Continue the article on the Blair Witch publicity stunt in Austin, Texas, starting right after its final sentence.

------ Text for analysis

This 'Blair Witch' Publicity Stunt Transformed Austin, Texas Into A Very Creepy Place

Seventeen years after it first hit theaters, The Blair Witch Project remains a genuinely creepy, intentionally frustrating, and unforgettable film that sets a high bar for found footage horror movie in general. However, the film's legacy extends beyond movie screens and into the world of movie marketing, where it had a seismic impact. The film's advertising campaign used the early days of the internet to its advantage, building an extensive and convincing mythology that could look, at a quick glance, like the real thing. The result was a horror movie that many people thought was a documentary depicting actual events. The seeds of all viral marketing, of how movies are sold on the internet, were planted there.

But 2016 audiences are more savvy. They have noses that have been more fine-tuned for bullshit. What worked in 1999 simply won't work today – no one would ever believe that the new sequel, simply titled Blair Witch, was a depiction of reality. So how do you keep the Blair Witch legacy of outrageous publicity stunts alive? Simple: you hang a couple hundred of those creepy stick figures all over South Congress street in Austin, Texas to make it look like the city was visited by the witch herself.

In one of the creepiest scenes in The Blair Witch Project, the three amateur documentarians who have gotten themselves lost in the woods while attempting to make a movie about a local legend stumble across some kind of mysterious shrine: dozens of handcrafted stick figures, constructed out of wood and rope, hang from the trees. They're crudely made, but they're also just plain unsettling. Later in the movie other, uh, items of interest arrive in and around their tent in the middle of the night. Naturally, these creepy stick figures (which have become the face of a movie series that deliberately obscures its title villain) play a role in the new movie.

------------
------ Provided material

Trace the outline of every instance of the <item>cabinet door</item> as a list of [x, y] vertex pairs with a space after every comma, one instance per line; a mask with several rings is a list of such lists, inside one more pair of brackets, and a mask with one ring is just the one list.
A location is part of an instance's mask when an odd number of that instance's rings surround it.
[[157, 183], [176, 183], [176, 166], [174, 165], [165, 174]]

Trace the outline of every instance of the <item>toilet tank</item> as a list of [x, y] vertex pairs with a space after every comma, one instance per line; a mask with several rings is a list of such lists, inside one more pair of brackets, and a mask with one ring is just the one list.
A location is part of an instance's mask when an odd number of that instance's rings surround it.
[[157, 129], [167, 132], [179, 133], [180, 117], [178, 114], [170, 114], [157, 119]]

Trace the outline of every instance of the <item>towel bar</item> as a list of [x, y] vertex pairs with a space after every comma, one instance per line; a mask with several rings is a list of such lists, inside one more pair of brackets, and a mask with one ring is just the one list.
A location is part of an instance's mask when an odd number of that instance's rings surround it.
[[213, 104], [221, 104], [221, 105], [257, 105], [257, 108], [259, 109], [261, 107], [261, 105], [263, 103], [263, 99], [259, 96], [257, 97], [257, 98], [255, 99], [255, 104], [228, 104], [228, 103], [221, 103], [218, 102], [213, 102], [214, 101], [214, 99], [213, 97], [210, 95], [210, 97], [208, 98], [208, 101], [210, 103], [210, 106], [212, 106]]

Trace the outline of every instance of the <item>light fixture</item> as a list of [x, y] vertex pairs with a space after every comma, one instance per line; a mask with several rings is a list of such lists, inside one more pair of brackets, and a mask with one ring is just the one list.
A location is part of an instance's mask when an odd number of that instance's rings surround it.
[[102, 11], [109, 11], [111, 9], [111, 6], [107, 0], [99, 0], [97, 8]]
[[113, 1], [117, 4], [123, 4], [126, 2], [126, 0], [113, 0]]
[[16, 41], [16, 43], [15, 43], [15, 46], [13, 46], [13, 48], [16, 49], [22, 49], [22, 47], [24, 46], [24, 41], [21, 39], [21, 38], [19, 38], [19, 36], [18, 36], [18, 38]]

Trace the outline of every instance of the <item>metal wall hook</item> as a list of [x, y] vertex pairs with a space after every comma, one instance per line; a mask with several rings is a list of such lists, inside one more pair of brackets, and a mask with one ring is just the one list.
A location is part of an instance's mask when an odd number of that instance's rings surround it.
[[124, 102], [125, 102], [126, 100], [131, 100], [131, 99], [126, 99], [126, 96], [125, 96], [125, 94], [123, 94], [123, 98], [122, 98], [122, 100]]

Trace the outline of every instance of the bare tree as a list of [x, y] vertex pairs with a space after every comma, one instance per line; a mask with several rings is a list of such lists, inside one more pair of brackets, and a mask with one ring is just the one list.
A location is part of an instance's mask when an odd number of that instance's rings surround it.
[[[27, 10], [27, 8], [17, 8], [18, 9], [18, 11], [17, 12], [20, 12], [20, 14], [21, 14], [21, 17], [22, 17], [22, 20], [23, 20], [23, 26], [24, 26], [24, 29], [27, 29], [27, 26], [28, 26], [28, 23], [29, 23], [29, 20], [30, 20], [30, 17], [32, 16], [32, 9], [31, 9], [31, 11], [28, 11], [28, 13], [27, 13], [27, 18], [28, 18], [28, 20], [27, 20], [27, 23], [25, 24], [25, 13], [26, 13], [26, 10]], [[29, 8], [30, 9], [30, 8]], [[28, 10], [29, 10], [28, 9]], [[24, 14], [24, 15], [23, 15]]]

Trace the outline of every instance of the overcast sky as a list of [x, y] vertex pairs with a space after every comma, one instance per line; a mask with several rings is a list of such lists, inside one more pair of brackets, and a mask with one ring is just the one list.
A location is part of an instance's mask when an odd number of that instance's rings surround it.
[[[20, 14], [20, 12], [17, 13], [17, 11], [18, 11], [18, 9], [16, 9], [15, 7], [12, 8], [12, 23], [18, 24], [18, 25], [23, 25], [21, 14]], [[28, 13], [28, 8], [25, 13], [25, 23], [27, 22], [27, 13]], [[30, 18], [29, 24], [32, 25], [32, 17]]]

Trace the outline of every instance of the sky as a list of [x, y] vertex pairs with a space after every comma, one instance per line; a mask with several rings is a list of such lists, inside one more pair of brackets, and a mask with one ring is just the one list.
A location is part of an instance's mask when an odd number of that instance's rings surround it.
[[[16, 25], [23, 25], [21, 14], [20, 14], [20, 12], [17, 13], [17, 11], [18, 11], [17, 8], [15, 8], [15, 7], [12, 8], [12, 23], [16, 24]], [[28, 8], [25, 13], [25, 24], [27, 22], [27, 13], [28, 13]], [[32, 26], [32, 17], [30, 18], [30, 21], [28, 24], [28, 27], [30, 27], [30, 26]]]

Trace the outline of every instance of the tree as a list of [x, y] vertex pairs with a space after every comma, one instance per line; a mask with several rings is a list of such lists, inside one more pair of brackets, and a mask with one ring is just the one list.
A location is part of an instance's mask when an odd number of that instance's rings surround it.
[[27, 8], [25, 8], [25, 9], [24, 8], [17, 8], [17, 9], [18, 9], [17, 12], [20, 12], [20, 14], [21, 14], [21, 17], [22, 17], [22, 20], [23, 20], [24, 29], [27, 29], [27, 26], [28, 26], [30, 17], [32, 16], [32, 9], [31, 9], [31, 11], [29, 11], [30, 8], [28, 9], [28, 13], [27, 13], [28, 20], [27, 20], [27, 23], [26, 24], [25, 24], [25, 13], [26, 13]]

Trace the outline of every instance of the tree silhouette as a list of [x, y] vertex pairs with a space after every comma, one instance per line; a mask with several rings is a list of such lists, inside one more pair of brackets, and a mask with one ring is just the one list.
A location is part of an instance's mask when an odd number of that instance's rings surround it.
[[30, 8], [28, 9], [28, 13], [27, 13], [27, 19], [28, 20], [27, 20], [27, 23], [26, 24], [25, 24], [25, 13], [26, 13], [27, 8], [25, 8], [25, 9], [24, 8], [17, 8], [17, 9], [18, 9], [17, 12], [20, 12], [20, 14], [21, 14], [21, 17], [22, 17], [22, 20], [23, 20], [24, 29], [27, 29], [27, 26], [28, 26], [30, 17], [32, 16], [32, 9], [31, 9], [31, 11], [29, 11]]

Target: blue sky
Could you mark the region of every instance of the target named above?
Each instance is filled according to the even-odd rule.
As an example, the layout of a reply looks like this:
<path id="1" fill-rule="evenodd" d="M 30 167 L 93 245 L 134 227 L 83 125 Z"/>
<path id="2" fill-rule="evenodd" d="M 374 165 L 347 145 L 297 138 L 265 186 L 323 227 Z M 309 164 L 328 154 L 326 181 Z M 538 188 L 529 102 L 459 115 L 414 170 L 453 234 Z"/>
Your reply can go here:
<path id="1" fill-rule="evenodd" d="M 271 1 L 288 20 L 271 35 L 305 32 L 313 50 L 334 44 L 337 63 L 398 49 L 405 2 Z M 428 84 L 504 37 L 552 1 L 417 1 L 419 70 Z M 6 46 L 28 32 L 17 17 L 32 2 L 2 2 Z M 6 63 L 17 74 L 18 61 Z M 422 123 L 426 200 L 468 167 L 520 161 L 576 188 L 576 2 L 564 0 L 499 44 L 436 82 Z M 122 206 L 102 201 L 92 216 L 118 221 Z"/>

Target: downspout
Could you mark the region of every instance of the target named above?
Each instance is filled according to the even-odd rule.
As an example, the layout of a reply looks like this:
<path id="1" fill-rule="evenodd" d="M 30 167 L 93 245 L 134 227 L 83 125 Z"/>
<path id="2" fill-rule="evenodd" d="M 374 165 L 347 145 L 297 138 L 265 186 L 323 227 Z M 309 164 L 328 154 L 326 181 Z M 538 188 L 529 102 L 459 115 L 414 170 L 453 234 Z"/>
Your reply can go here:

------------
------ Provided material

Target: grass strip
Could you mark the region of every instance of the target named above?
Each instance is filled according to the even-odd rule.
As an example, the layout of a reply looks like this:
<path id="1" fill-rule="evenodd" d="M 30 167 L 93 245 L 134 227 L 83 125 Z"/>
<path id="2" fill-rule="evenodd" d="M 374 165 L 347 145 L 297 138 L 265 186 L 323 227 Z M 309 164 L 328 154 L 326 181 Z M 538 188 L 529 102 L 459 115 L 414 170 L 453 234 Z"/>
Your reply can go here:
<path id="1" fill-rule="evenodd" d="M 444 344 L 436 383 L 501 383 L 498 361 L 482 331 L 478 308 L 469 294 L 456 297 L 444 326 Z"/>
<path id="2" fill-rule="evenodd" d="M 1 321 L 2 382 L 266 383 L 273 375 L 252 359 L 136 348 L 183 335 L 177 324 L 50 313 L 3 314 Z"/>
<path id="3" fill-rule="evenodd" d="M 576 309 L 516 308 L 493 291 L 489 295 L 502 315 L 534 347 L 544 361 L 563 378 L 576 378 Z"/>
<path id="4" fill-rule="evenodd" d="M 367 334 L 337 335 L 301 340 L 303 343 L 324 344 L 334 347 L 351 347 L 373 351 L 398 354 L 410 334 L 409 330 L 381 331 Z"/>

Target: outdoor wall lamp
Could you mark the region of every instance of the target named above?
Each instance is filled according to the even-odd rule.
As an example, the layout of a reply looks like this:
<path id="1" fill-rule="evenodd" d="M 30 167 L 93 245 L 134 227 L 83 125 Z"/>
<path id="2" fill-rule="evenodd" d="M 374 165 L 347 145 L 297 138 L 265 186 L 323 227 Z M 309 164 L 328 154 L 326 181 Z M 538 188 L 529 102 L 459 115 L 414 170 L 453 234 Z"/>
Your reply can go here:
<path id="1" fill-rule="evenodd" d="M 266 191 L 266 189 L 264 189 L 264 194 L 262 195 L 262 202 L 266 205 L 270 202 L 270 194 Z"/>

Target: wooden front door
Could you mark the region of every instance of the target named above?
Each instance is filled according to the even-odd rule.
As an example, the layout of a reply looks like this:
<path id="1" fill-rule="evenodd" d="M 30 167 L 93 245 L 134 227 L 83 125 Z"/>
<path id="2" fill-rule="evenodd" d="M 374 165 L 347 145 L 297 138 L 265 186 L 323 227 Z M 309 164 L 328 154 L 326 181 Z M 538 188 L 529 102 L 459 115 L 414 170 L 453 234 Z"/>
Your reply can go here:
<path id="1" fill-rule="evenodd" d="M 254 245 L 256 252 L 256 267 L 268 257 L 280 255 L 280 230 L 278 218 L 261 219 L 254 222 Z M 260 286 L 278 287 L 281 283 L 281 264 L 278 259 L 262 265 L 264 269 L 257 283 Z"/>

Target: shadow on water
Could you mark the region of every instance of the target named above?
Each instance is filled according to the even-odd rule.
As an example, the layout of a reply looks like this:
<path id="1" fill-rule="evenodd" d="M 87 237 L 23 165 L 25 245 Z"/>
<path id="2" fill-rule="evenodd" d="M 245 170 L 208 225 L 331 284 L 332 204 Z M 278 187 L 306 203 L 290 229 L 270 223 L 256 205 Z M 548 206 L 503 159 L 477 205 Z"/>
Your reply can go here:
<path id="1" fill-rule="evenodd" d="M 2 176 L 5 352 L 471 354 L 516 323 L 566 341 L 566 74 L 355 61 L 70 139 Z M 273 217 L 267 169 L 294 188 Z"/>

------------
------ Provided material

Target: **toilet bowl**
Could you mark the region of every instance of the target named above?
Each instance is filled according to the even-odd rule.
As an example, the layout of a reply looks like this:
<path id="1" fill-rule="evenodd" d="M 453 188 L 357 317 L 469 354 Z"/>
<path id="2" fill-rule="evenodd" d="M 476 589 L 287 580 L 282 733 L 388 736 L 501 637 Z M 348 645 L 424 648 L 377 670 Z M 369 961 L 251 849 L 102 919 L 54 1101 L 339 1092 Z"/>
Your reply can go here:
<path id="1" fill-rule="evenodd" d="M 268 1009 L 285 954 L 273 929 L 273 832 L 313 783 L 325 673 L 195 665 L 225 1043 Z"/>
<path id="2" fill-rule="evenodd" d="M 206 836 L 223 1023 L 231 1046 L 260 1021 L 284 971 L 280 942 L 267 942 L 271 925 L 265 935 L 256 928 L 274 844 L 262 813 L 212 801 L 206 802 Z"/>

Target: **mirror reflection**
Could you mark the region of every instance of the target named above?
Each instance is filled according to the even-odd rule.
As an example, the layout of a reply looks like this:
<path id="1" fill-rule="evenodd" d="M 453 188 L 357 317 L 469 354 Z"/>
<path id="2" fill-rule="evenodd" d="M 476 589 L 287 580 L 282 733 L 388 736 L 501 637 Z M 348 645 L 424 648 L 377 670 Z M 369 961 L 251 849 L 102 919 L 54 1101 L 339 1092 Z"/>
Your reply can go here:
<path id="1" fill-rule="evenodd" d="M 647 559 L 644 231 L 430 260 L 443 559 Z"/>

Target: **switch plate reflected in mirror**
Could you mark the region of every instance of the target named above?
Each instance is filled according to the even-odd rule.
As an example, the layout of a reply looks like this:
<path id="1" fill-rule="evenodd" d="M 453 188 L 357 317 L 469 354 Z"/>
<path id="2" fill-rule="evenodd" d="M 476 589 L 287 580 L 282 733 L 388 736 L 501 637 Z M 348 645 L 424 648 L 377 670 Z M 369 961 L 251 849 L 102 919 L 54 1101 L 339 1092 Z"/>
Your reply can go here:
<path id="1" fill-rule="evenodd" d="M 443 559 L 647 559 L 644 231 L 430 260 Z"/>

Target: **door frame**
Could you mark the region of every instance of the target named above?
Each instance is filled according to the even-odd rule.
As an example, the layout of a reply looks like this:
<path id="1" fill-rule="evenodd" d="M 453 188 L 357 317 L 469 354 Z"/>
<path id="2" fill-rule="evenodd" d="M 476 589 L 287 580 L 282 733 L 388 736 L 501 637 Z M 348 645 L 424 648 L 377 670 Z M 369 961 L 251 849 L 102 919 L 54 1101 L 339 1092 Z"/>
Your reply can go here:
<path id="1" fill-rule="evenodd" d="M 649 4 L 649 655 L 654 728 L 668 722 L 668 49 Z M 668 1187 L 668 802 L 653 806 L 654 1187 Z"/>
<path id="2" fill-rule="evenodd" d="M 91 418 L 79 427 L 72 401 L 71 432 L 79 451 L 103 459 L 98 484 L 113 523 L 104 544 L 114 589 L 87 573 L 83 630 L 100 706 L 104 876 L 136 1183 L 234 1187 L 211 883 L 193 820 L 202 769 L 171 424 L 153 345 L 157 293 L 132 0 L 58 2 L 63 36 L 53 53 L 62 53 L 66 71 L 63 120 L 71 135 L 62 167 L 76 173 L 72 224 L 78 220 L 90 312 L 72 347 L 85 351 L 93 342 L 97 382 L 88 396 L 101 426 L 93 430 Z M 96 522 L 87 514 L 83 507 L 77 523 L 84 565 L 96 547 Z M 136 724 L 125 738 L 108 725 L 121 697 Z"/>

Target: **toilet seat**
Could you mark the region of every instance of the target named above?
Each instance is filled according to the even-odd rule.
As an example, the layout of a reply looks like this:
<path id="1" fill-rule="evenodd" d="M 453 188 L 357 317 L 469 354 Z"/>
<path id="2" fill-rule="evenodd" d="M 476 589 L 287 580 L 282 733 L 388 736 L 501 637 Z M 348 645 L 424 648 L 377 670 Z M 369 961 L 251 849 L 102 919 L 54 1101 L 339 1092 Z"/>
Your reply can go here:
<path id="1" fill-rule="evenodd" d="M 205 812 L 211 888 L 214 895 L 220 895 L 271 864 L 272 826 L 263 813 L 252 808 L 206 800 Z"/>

------------

Response box:
So, as far as crazy promotional stunts go, hanging 200 of these stick figures across a busy street in the middle of the night and allowing the locals to wake up to this sight is effective on a visceral level and thematically appropriate! Imagine being someone who saw The Blair Witch Project back in '99, had the crap scared out of them, and then encounters the visuals seen in the gallery below while making their way to work? If only all movie advertising was so playful and ambitious. This is the kind of William Castle-esque hucksterism I can get behind.

Blair Witch is in theaters today and while critics have been divided on it, I quite liked it. It's not the first movie and never tries to be, instead taking the Blair Witch mythology and transforming it into a visceral, non-stop thrill ride. It's not a psychological slow-burn, but it is a great Friday-night-with-a-large-crowd horror movie.